▶ [TASK REQUIREMENTS]:
Copy out, precisely as given, the lines from the line with "Target = truck wheel" to the end of the entries that follow.

START DATA SHOWN

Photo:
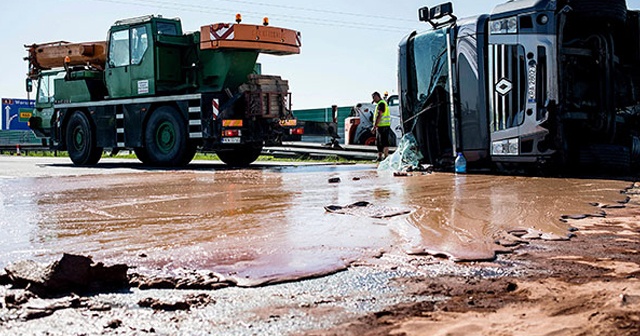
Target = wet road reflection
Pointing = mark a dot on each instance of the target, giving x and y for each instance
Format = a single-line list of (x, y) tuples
[(270, 225)]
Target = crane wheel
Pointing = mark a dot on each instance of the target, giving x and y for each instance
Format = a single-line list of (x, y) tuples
[(166, 139), (81, 140)]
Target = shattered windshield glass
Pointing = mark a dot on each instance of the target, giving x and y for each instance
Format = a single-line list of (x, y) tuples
[(429, 62)]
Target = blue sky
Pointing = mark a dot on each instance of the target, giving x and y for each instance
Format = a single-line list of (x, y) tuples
[(349, 47)]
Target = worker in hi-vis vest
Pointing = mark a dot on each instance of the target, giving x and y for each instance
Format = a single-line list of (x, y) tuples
[(381, 125)]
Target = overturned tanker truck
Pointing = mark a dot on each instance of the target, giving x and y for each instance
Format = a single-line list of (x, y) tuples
[(164, 94), (536, 83)]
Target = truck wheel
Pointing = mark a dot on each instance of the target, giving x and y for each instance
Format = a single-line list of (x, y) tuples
[(240, 156), (81, 141), (166, 138), (615, 10)]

END DATA SHOWN

▶ [ANSWER TO THE PROBLEM]:
Target = truck wheel
Pointing = mark a dot on each instance of the target, giving x and y for each instance
Format = a single-line list of (x, y) tuples
[(240, 156), (81, 141), (166, 138), (615, 10)]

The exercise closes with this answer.